What is needed is each line of the data below that holds the string "black".

###

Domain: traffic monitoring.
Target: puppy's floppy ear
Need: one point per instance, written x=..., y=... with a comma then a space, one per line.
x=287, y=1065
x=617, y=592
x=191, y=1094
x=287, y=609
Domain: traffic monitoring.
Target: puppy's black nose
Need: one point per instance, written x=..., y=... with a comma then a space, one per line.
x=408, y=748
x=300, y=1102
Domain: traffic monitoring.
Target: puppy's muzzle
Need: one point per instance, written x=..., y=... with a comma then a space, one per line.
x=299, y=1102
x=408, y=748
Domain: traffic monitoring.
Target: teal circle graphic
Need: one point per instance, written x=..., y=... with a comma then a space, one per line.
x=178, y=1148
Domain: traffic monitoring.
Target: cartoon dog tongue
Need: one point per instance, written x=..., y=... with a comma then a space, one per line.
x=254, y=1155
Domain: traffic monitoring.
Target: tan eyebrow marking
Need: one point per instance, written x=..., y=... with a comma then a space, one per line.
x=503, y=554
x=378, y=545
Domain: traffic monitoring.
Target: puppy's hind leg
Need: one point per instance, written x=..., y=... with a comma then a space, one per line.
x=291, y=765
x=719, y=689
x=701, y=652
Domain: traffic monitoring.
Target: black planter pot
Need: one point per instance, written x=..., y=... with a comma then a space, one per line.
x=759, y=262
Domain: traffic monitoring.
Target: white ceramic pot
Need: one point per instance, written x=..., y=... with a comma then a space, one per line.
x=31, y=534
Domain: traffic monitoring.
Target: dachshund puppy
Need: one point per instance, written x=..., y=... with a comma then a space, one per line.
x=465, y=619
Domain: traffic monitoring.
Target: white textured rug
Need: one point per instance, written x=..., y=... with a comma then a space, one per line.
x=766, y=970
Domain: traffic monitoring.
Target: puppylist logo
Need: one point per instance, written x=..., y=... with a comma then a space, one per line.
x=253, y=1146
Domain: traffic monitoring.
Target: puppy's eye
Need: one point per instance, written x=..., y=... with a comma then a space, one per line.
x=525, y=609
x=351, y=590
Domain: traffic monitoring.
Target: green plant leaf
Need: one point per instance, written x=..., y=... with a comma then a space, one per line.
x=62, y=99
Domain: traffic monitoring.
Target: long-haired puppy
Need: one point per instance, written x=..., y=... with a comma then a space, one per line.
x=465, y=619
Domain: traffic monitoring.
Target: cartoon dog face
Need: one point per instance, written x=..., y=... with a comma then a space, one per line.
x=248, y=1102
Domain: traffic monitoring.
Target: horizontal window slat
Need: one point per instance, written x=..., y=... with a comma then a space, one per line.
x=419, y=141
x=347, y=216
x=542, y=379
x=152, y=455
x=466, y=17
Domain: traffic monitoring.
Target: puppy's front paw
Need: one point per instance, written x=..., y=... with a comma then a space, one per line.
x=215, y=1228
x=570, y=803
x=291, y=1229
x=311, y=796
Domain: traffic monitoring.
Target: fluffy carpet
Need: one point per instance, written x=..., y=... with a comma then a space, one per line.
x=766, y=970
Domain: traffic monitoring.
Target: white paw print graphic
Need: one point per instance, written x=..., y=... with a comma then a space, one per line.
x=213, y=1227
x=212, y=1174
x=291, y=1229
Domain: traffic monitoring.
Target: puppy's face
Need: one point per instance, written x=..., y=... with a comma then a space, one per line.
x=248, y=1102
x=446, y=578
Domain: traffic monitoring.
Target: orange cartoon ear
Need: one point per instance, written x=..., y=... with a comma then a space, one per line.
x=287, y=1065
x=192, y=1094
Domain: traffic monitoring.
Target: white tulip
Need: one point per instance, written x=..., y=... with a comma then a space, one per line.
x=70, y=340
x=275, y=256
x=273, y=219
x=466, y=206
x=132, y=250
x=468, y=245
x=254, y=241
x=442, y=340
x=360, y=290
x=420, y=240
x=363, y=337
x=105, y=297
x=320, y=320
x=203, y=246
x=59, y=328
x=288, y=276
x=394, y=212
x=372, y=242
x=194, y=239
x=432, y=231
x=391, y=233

###

Written answer:
Target: puppy's black nose
Target: black planter pot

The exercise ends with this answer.